*书面要求 A*
请统计记录中含有字符串“tent”的行数，仅给出数字。

*原始文档*
■ ■ ■

昇腾910系列+MindIE Qwen3-32B部署指南

国产芯片+国产框架+国产模型

一、环境准备

1.1、硬件要求

  • 华为昇腾910X AI处理器及配套驱动
  • 至少256GB可用内存
  • 500GB以上存储空间

1.2、软件要求

  • 安装适配系统docker环境
  • 已安装昇腾驱动
  • linux系统安装(一般是欧拉)

1.3 部署工具安装

#安装魔塔的工具,来下载大模型

pip install modelscope

二、部署步骤

1、下载镜像

# --local_dir  下载文件到指定本地文件夹
modelscope download --model 'Qwen/Qwen3-32B' --local_dir '/model/Qwen3-32B'

2、启动容器服务

2.1、命令行启动(临时验证,没保持持续运行)
docker run -it -e ASCEND_VISIBLE_DEVICES=8 \
--network host   --privileged   \
--shm-size 96g   --ulimit memlock=-1   --ulimit stack=67108864  \
-e MASTER_IP="127.0.0.1" \
-e MASTER_PORT="9999" \
--device /dev/davinci0 --device /dev/davinci1 --device /dev/davinci2 --device /dev/davinci3 --device /dev/davinci4 --device /dev/davinci5 --device /dev/davinci6 --device /dev/davinci7 \
--device /dev/davinci_manager \
--device /dev/devmm_svm \
--device /dev/hisi_hdc \
-v /model/QwQ/QwQ-32B:/model:ro  \
-v /usr/local/bin/npu-smi:/usr/bin/npu-smi \
-v /usr/local/dcmi:/usr/local/dcmi  \
-v /usr/local/Ascend/driver:/usr/local/Ascend/driver \
-v /usr/local/Ascend/firmware/:/usr/local/Ascend/firmware:ro \
swr.cn-south-1.myhuaweicloud.com/ascendhub/mindie:2.2.RC1-800I-A3-py311-openeuler24.03-lts  /bin/bash

## 启动服务后需要进入容器进行操作配置
# 1、修改mindie的配置文件
sed -e 's/"httpsEnabled" : true/"httpsEnabled" : false/' \
       -e 's/"modelName" : "llama_65b"/"modelName" : "Qwen32B"/' \
       -e 's|"modelWeightPath" : "/data/atb_testdata/weights/llama1-65b-safetensors"|"modelWeightPath" : "/model"|' /usr/local/Ascend/mindie/latest/mindie-service/conf/config/json

# 2、安装服务依赖以及设置变量
pip3 install -r /usr/local/Ascend/atb-models/requirements/models/requirements_qwen3.txt
export MINDIE_LOG_TO_STDOUT="true"

■ ■ ■

*提取材料*
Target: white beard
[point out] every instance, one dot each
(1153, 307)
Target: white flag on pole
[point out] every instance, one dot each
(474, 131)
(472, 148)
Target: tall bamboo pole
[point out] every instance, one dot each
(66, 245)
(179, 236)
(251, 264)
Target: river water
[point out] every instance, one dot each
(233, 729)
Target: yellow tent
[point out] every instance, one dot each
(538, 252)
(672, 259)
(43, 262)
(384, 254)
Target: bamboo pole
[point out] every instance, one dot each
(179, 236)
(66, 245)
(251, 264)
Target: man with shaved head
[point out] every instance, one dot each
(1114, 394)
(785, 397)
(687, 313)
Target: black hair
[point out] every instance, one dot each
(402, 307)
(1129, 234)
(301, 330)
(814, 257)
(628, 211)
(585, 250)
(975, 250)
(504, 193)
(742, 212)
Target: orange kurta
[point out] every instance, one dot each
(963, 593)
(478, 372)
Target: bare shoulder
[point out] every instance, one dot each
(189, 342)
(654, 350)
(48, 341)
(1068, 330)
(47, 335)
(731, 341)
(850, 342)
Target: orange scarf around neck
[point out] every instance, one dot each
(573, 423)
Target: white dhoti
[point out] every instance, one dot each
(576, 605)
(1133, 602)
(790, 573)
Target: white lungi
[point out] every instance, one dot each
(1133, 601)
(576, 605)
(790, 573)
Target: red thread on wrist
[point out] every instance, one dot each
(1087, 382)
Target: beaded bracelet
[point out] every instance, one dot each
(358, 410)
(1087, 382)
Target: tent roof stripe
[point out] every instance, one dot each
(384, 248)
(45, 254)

■ ■ ■

*书面要求 B*
请将部署指南中以“1.1、硬件要求”开头的一段改写为一句简洁的话，保留其主要信息。

*最终结果 A*
2

*最终结果 B*
硬件方面须配备华为昇腾910X AI处理器及配套驱动、至少256GB可用内存以及500GB以上存储空间。